**Task to carry out**
Copy out the data below line for line, omitting the pictures.

## START Extracted data

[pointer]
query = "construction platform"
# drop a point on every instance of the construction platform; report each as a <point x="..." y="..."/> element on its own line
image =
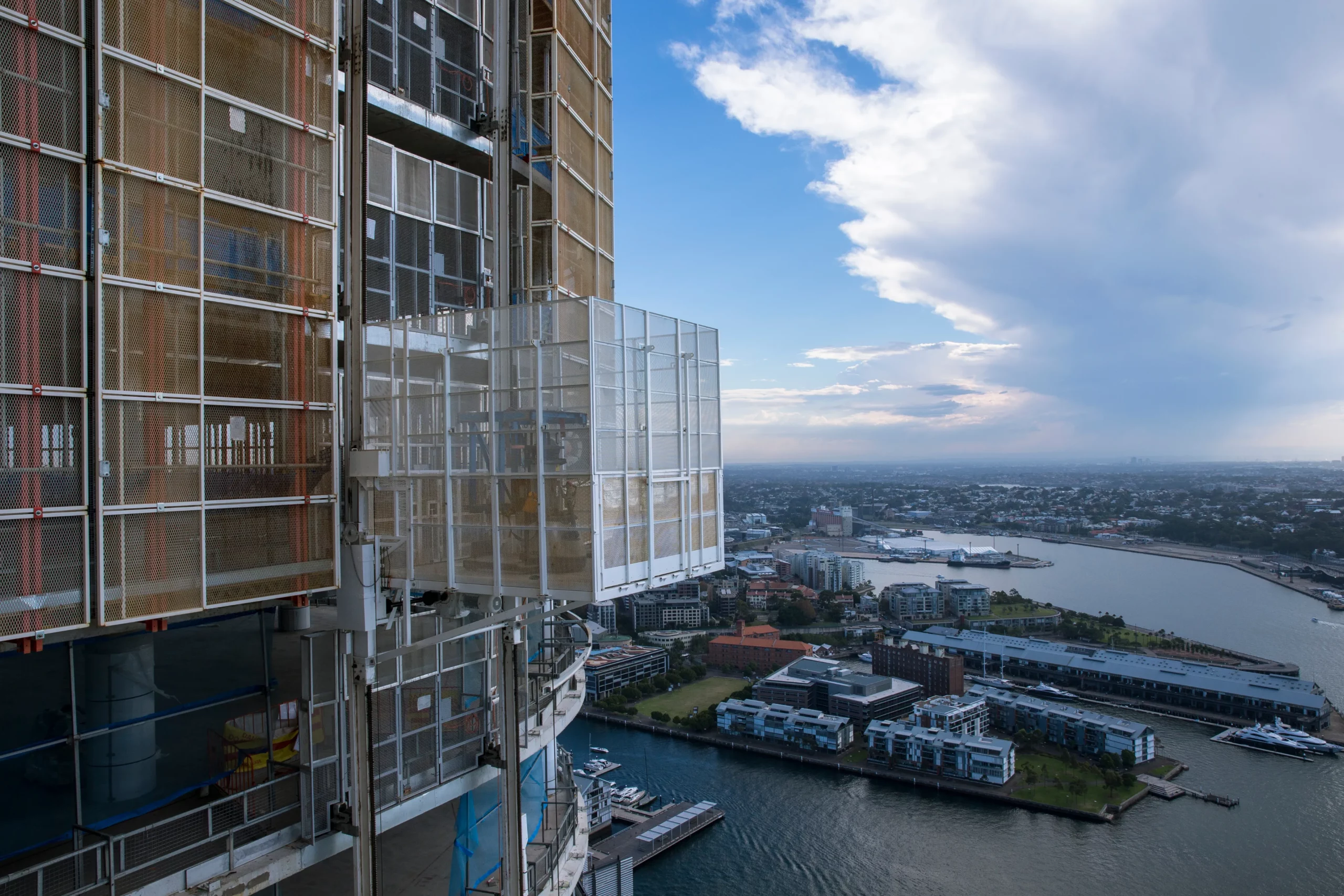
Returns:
<point x="651" y="835"/>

## END Extracted data

**Finished exercise**
[pointer]
query = "construction platform"
# drop a point on every instance of the construction platform; report each as a <point x="..." y="..."/> element on its own line
image =
Returns:
<point x="651" y="835"/>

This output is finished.